(Bounding-box records)
-=-=-

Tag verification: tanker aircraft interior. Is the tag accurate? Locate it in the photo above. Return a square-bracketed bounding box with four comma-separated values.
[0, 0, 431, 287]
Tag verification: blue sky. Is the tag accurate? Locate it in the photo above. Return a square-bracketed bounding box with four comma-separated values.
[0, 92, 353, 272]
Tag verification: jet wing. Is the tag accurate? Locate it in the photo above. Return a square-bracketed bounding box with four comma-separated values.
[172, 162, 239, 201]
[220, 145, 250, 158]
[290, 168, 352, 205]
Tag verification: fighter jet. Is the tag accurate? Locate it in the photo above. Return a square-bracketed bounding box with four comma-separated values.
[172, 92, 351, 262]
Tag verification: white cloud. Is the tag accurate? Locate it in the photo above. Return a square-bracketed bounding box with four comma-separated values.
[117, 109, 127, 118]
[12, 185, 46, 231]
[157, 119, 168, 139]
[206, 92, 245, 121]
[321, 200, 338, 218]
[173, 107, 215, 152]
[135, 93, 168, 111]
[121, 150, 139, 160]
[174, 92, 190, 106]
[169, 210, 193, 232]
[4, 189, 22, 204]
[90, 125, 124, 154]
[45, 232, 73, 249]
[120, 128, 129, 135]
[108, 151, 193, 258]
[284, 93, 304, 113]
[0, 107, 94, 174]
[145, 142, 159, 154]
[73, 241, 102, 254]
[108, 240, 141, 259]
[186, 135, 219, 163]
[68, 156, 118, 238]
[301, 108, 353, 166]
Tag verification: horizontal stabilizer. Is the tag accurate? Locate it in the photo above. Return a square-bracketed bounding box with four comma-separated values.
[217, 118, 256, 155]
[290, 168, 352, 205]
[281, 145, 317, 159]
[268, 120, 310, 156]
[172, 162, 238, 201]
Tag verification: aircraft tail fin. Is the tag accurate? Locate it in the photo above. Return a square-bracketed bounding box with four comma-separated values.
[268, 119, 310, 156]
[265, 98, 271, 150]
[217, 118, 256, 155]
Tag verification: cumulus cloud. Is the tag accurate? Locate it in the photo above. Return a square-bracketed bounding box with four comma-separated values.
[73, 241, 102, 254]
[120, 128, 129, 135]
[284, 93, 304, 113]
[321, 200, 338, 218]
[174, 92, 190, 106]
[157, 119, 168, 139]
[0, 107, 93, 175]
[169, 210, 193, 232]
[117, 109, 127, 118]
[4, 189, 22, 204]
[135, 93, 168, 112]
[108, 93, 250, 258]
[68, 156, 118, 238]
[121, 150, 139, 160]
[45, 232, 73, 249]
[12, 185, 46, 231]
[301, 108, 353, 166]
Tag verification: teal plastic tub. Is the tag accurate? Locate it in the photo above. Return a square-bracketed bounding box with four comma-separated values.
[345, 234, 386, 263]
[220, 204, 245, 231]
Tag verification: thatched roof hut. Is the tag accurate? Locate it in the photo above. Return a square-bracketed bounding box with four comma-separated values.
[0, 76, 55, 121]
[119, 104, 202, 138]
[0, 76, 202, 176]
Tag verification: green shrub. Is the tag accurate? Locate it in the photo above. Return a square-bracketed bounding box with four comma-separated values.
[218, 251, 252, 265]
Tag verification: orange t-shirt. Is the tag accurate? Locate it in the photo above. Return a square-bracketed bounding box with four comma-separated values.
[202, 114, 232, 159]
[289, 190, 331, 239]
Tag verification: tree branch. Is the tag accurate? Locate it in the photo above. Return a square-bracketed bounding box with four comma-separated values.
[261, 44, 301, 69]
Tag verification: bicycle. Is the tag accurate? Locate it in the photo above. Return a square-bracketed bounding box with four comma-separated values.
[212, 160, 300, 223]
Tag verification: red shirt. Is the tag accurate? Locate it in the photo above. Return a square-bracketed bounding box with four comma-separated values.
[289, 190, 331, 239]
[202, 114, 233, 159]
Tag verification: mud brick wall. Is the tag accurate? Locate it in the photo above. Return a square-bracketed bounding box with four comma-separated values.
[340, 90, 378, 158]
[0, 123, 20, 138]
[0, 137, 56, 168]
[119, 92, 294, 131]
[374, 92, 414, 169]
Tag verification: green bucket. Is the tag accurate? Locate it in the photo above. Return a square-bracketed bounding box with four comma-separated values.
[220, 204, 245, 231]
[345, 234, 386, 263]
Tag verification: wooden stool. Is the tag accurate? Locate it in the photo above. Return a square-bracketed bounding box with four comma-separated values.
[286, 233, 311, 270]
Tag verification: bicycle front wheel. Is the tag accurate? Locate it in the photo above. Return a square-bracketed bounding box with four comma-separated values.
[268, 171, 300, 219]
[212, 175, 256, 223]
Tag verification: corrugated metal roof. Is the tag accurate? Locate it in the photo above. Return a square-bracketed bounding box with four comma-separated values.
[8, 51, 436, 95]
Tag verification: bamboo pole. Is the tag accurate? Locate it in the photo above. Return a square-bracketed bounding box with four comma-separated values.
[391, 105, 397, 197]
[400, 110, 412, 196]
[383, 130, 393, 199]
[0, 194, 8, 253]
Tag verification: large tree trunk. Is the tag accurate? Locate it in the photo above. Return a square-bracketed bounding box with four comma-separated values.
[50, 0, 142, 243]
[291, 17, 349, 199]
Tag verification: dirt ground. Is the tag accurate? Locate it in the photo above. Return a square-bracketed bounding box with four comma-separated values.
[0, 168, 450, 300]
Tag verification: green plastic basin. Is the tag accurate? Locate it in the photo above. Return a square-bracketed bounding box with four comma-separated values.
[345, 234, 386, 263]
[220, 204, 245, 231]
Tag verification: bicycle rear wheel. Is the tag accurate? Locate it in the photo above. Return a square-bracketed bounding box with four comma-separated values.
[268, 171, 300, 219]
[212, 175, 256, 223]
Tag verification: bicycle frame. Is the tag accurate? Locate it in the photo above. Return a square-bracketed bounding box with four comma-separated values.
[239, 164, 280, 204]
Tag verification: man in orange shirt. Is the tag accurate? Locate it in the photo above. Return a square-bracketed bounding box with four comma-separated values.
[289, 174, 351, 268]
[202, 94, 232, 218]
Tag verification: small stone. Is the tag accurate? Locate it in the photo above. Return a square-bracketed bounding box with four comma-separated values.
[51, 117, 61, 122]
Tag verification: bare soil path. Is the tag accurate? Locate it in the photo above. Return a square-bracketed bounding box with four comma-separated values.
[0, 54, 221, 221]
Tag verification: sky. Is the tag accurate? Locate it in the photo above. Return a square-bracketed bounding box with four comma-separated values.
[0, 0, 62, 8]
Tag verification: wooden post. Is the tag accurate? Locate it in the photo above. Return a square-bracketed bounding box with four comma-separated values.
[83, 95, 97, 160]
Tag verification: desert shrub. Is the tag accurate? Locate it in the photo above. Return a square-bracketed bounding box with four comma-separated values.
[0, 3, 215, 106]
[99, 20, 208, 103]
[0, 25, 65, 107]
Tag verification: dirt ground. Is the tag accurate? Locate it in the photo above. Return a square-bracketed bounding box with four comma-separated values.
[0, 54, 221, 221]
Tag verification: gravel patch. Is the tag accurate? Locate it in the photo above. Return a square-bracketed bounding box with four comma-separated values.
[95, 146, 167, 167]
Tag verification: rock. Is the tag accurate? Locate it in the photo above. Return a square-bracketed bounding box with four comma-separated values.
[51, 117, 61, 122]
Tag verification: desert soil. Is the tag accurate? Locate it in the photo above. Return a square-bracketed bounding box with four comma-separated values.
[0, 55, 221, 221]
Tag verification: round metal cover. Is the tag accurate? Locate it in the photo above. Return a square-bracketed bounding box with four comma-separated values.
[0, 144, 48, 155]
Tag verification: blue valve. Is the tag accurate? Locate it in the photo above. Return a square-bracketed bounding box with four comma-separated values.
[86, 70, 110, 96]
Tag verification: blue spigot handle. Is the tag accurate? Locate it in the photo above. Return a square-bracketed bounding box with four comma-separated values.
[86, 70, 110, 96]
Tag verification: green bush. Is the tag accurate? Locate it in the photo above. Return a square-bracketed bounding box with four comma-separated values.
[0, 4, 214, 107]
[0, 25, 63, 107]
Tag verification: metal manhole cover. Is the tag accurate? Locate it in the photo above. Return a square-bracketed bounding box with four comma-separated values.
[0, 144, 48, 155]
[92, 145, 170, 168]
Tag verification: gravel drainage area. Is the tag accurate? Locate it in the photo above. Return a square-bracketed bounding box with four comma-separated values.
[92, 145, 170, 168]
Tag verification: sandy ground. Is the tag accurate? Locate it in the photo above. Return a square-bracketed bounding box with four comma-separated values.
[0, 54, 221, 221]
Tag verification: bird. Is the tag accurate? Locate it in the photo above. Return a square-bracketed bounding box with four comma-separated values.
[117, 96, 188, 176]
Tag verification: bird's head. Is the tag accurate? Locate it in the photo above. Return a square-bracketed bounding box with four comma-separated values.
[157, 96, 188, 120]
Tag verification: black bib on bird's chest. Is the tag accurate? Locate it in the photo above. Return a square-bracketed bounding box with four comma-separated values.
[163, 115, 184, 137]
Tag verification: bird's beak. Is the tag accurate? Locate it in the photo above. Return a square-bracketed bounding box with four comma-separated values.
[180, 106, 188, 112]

-=-=-

> _INSTRUCTIONS FOR THE TASK_
Return everything from the beginning of the data down to and including the line that contains "[0, 92, 353, 272]", reproduced verbatim.

> _RESPONSE_
Tag verification: tanker aircraft interior. Is the tag accurate? Locate it in the photo above. Return a square-bracketed bounding box with four comma-separated values.
[0, 0, 431, 287]
Tag verification: blue sky. Is the tag accurate? Locate it in the photo above. Return a square-bracketed bounding box with four comma-separated values.
[0, 92, 353, 272]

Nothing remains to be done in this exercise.